Please copy out all lines of the entries that contain the word "below".

-------- Data shown --------

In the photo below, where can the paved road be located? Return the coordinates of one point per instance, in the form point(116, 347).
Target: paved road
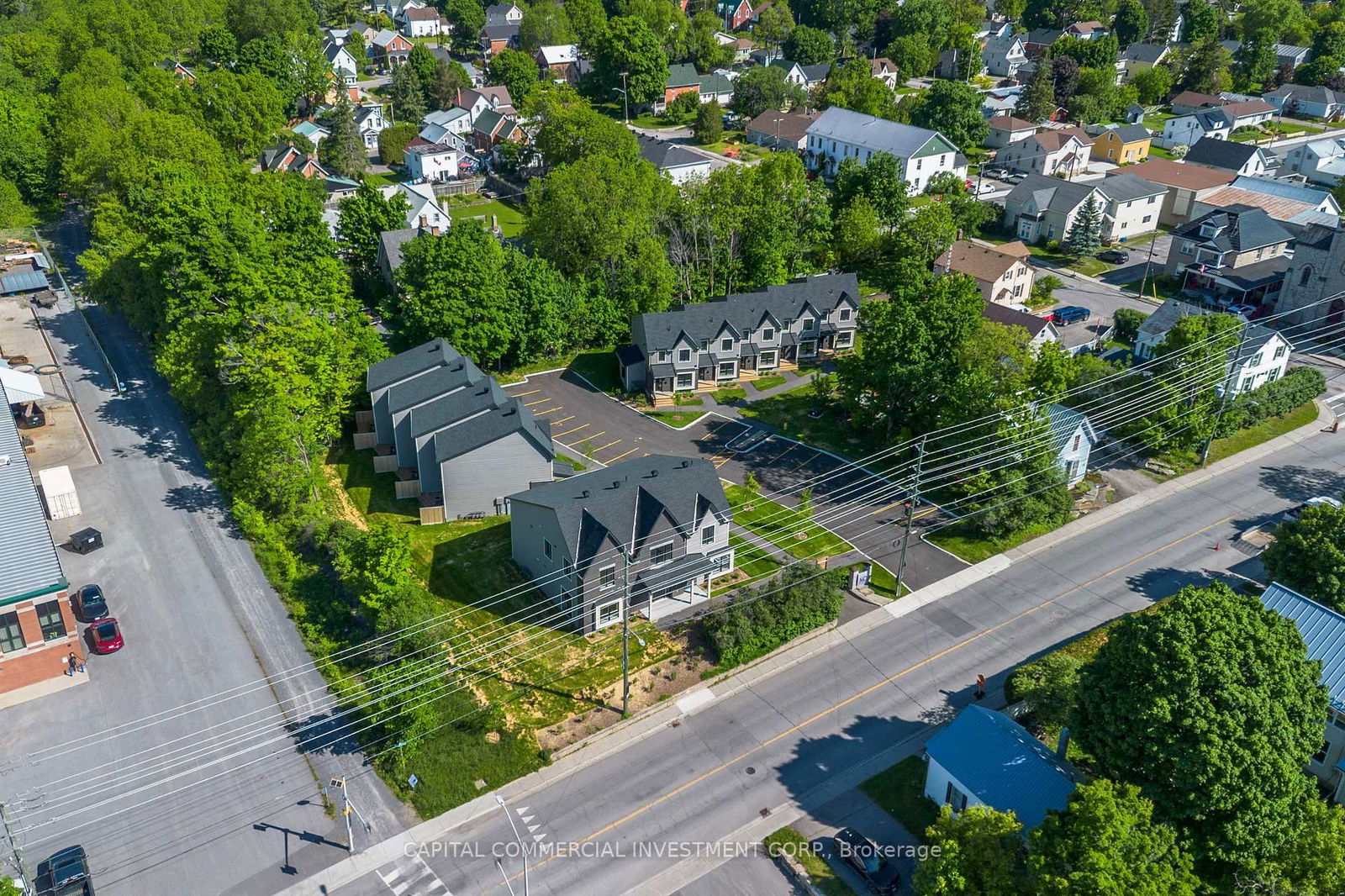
point(797, 739)
point(199, 619)
point(589, 423)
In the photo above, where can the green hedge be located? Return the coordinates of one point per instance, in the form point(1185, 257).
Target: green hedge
point(1273, 400)
point(763, 618)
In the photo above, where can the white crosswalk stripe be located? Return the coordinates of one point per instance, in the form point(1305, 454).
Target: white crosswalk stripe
point(410, 876)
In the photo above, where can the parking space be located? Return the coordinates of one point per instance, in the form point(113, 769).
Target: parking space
point(864, 509)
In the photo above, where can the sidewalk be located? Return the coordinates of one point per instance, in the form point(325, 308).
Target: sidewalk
point(636, 730)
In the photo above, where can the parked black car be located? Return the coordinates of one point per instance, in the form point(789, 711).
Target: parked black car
point(65, 873)
point(868, 860)
point(1069, 314)
point(91, 606)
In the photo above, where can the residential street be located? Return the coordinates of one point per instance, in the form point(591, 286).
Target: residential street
point(199, 620)
point(755, 759)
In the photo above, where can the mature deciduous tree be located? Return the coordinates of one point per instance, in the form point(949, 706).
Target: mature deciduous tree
point(1210, 707)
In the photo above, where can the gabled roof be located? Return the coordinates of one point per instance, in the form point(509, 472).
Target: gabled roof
point(1152, 53)
point(683, 76)
point(1123, 187)
point(1242, 228)
point(29, 562)
point(412, 362)
point(1174, 174)
point(1064, 423)
point(1221, 154)
point(1052, 192)
point(1009, 123)
point(1322, 631)
point(665, 155)
point(790, 125)
point(703, 319)
point(975, 261)
point(1013, 318)
point(876, 134)
point(622, 502)
point(1002, 764)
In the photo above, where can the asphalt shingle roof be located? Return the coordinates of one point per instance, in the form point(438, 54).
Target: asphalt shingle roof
point(876, 134)
point(623, 501)
point(29, 564)
point(744, 311)
point(1324, 633)
point(1002, 764)
point(1221, 154)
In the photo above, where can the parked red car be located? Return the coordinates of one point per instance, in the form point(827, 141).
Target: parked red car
point(105, 635)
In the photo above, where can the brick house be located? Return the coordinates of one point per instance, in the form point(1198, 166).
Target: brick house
point(38, 629)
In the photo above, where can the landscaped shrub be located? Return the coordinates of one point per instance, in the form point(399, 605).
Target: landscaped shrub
point(1273, 400)
point(763, 618)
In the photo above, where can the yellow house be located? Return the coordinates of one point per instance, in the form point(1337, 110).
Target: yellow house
point(1122, 145)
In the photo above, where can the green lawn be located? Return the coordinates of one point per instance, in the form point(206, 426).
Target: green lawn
point(510, 215)
point(783, 525)
point(972, 546)
point(789, 841)
point(789, 412)
point(762, 383)
point(678, 419)
point(900, 791)
point(1187, 461)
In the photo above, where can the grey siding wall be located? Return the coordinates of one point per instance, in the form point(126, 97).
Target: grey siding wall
point(529, 526)
point(1075, 461)
point(474, 482)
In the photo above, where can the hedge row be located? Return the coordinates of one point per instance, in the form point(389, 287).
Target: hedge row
point(768, 615)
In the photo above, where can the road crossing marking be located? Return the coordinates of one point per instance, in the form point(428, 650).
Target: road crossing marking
point(410, 876)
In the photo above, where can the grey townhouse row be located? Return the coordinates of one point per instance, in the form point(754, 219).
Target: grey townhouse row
point(456, 441)
point(652, 532)
point(731, 340)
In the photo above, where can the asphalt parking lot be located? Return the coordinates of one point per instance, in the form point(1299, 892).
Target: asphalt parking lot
point(862, 509)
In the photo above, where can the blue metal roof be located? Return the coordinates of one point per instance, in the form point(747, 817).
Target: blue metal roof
point(1002, 764)
point(22, 282)
point(1322, 631)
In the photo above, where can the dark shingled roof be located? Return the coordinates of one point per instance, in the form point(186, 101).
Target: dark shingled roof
point(434, 383)
point(744, 311)
point(1243, 228)
point(625, 501)
point(409, 363)
point(1221, 154)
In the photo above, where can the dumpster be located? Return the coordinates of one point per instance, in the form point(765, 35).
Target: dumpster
point(85, 541)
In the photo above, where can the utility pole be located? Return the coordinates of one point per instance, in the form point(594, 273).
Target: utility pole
point(1223, 398)
point(911, 514)
point(625, 633)
point(13, 842)
point(347, 809)
point(522, 849)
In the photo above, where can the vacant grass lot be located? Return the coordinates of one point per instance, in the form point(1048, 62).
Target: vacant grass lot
point(900, 793)
point(783, 526)
point(491, 611)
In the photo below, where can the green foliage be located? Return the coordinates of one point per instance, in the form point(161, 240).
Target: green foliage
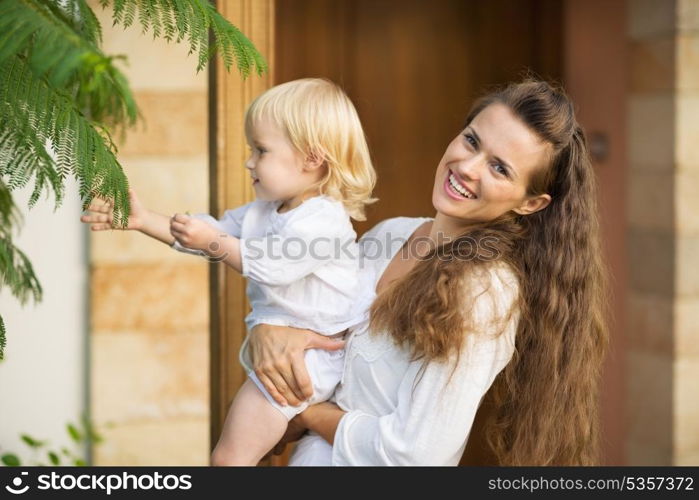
point(62, 98)
point(10, 459)
point(191, 19)
point(81, 434)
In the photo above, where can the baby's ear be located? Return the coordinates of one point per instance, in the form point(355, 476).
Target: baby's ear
point(314, 160)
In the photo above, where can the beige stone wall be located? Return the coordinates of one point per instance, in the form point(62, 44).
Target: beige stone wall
point(663, 120)
point(149, 362)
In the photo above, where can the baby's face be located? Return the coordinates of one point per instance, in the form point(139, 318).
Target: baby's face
point(276, 167)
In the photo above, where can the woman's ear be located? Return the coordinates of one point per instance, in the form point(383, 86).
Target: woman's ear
point(532, 205)
point(314, 161)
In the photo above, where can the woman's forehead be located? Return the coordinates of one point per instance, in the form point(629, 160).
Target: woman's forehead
point(504, 135)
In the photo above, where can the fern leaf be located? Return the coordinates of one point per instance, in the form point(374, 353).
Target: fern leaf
point(85, 147)
point(191, 20)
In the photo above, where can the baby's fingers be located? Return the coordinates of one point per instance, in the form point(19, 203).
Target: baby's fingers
point(93, 218)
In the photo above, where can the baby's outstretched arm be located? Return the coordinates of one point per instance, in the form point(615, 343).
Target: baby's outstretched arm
point(100, 217)
point(196, 234)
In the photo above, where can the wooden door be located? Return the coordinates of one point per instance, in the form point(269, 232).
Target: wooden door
point(413, 68)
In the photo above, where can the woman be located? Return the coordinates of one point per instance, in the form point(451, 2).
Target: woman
point(506, 299)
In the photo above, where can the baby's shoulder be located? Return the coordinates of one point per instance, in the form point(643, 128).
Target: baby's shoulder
point(400, 227)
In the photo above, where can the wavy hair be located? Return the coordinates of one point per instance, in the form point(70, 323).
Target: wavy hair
point(320, 120)
point(544, 402)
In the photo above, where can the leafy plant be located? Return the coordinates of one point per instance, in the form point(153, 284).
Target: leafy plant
point(81, 434)
point(62, 98)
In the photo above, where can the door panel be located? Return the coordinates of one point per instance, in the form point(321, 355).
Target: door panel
point(413, 68)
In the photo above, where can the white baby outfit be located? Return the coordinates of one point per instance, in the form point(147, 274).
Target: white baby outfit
point(302, 271)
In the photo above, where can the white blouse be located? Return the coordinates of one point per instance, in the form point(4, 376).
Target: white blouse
point(301, 266)
point(391, 419)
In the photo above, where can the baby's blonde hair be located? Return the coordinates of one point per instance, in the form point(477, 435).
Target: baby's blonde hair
point(320, 120)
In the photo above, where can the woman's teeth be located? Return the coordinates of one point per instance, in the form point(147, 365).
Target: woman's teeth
point(459, 188)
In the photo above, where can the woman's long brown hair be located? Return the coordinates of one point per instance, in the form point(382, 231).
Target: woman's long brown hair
point(545, 400)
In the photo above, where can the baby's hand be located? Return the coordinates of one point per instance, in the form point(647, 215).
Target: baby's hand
point(192, 233)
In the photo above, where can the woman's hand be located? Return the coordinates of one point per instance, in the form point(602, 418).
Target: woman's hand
point(278, 360)
point(294, 431)
point(100, 214)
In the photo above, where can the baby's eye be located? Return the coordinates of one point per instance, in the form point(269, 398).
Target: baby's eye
point(471, 140)
point(500, 169)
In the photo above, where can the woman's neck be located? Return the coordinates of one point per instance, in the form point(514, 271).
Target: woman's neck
point(446, 229)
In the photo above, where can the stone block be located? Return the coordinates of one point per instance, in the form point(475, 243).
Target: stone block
point(687, 131)
point(175, 70)
point(150, 298)
point(174, 124)
point(170, 442)
point(651, 262)
point(688, 63)
point(686, 268)
point(653, 65)
point(650, 323)
point(651, 132)
point(650, 200)
point(687, 202)
point(650, 18)
point(138, 376)
point(687, 326)
point(649, 408)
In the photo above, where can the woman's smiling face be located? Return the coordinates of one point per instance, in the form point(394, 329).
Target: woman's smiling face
point(486, 169)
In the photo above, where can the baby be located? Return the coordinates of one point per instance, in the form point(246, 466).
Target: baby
point(311, 172)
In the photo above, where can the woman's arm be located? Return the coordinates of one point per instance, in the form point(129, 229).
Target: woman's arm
point(278, 360)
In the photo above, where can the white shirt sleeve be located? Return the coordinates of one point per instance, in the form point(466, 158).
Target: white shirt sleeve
point(303, 244)
point(434, 414)
point(230, 223)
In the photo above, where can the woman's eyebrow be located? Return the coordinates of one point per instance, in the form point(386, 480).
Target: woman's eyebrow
point(497, 158)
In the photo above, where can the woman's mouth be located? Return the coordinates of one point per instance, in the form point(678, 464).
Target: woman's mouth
point(455, 190)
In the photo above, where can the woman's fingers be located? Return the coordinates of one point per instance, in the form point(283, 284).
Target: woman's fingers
point(298, 365)
point(271, 388)
point(292, 382)
point(95, 218)
point(177, 226)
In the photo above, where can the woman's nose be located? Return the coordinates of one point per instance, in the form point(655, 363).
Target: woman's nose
point(470, 168)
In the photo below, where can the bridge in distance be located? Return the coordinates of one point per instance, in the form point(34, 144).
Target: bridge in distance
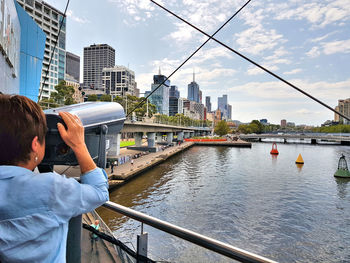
point(314, 138)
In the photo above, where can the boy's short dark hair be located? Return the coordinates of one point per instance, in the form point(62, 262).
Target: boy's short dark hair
point(21, 119)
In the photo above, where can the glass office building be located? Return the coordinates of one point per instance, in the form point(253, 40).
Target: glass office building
point(49, 20)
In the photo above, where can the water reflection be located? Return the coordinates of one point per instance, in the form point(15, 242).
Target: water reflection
point(274, 159)
point(299, 166)
point(246, 198)
point(342, 185)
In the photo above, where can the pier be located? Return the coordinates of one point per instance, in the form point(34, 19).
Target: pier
point(127, 171)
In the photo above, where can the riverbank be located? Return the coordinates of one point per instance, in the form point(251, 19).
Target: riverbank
point(125, 172)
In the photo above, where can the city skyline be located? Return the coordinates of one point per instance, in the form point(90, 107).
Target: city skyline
point(308, 44)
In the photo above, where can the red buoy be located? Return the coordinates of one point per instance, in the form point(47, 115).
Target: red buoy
point(274, 149)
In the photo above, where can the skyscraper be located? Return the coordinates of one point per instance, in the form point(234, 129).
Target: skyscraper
point(160, 97)
point(120, 81)
point(223, 106)
point(344, 108)
point(193, 91)
point(208, 103)
point(174, 96)
point(49, 20)
point(73, 65)
point(229, 112)
point(97, 57)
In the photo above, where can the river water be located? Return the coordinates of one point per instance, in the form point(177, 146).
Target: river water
point(247, 198)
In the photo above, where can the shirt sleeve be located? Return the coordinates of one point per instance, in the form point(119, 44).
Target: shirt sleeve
point(70, 198)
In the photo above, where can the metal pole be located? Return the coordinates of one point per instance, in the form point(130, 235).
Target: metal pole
point(198, 239)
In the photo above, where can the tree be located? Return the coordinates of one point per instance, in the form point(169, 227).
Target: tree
point(222, 128)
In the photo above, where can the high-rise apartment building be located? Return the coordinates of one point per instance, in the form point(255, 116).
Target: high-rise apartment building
point(97, 57)
point(283, 123)
point(344, 108)
point(119, 81)
point(49, 19)
point(160, 97)
point(73, 65)
point(193, 91)
point(223, 106)
point(229, 112)
point(174, 95)
point(208, 103)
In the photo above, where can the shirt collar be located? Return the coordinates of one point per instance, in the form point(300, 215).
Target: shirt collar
point(8, 171)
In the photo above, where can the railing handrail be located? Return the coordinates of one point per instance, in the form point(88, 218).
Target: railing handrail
point(193, 237)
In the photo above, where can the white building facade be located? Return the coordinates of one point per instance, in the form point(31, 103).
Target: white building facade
point(119, 81)
point(49, 19)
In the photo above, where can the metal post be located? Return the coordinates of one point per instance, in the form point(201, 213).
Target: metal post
point(73, 254)
point(142, 244)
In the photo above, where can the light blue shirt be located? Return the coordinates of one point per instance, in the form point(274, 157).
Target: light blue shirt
point(35, 210)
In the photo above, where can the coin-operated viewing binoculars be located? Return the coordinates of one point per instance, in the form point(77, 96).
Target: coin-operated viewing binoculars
point(98, 118)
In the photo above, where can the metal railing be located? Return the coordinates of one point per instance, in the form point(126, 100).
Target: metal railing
point(193, 237)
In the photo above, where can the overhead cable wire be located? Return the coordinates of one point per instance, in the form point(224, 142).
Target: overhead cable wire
point(183, 63)
point(253, 62)
point(53, 51)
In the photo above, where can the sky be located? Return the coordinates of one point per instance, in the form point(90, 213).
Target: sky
point(307, 42)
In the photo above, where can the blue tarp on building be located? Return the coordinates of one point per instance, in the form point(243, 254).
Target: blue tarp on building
point(31, 54)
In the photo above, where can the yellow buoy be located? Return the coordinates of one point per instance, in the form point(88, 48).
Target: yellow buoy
point(299, 159)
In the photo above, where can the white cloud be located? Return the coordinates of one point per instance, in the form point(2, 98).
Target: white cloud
point(329, 48)
point(257, 39)
point(257, 71)
point(313, 52)
point(318, 13)
point(294, 71)
point(279, 90)
point(341, 46)
point(139, 10)
point(182, 33)
point(70, 14)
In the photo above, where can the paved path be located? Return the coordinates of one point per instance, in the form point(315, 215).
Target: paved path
point(126, 171)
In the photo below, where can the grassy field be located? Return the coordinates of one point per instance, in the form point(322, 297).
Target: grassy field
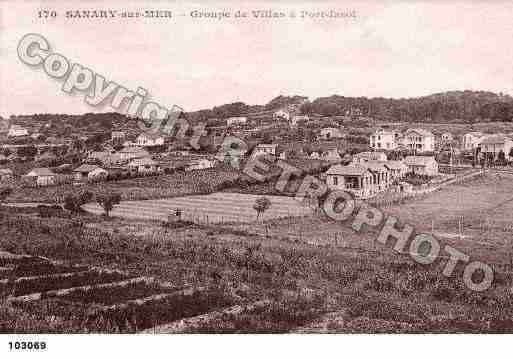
point(213, 208)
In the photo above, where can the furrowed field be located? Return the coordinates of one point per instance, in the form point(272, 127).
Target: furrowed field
point(295, 274)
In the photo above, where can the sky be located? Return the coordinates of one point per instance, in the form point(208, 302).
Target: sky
point(389, 49)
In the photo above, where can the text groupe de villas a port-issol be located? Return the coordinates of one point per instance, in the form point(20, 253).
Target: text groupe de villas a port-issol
point(270, 14)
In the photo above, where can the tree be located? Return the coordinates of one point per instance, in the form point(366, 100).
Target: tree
point(74, 203)
point(108, 201)
point(261, 205)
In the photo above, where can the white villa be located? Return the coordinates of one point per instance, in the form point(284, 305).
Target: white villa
point(17, 131)
point(240, 120)
point(329, 133)
point(149, 139)
point(42, 177)
point(281, 115)
point(89, 172)
point(471, 140)
point(354, 178)
point(383, 140)
point(494, 144)
point(419, 140)
point(422, 165)
point(363, 157)
point(265, 149)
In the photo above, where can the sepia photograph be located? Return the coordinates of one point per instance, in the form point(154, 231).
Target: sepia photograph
point(255, 167)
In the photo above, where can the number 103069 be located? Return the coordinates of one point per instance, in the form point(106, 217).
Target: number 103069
point(27, 345)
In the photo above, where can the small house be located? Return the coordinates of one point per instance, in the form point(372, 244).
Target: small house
point(354, 178)
point(17, 131)
point(147, 139)
point(6, 173)
point(265, 149)
point(239, 120)
point(329, 133)
point(144, 166)
point(87, 172)
point(366, 156)
point(200, 164)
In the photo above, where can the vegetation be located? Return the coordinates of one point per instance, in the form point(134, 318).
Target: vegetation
point(261, 205)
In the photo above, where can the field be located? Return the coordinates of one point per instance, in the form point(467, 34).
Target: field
point(164, 186)
point(213, 208)
point(293, 274)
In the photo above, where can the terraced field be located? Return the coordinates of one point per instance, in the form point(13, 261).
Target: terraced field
point(212, 208)
point(101, 300)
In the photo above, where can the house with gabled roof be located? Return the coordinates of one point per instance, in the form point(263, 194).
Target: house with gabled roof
point(89, 172)
point(329, 133)
point(492, 145)
point(42, 176)
point(382, 139)
point(6, 173)
point(366, 156)
point(471, 140)
point(397, 169)
point(421, 165)
point(147, 139)
point(354, 178)
point(129, 153)
point(144, 165)
point(265, 149)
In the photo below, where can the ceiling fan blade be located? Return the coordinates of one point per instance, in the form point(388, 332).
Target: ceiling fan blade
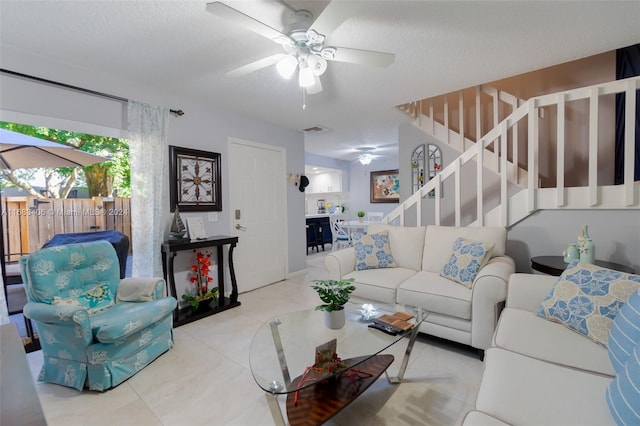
point(364, 57)
point(334, 15)
point(255, 66)
point(232, 15)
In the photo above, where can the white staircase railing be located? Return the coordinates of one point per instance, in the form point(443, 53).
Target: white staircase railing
point(503, 143)
point(437, 117)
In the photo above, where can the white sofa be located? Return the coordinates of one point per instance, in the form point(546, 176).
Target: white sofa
point(453, 311)
point(538, 372)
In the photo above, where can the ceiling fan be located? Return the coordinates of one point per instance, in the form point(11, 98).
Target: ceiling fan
point(365, 155)
point(303, 42)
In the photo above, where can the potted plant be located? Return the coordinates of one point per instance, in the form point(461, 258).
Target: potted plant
point(334, 294)
point(200, 295)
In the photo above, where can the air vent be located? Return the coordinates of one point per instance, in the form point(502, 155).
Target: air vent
point(314, 129)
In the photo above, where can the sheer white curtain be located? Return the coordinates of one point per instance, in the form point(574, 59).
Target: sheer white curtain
point(148, 150)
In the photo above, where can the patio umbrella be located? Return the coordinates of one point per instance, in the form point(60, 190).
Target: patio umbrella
point(19, 151)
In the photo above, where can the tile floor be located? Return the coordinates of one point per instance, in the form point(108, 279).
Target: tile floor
point(205, 379)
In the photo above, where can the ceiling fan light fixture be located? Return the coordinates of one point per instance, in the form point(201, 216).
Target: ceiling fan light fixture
point(287, 66)
point(305, 78)
point(365, 159)
point(317, 64)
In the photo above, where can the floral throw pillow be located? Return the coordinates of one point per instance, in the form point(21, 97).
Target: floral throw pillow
point(586, 299)
point(466, 260)
point(373, 252)
point(93, 300)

--------

● Response to this task:
In the photo below, where can the paved road be located? Return the coordinates of one point per instance, in the form point(116, 347).
In the photo below, where can the green foliage be located? Return the coordinates of one point per instance, in the form point(161, 240).
In the photo below, where can the bridge in distance be located? Return the coordinates of one point per instance, in the form point(34, 144).
In the photo below, where can the grassy field be located? Return the coordinates of one point per instance, in the form point(322, 297).
In the photo below, where can the ceiling fan blade be located? Return the coordinates of one point per instance, in the form point(388, 332).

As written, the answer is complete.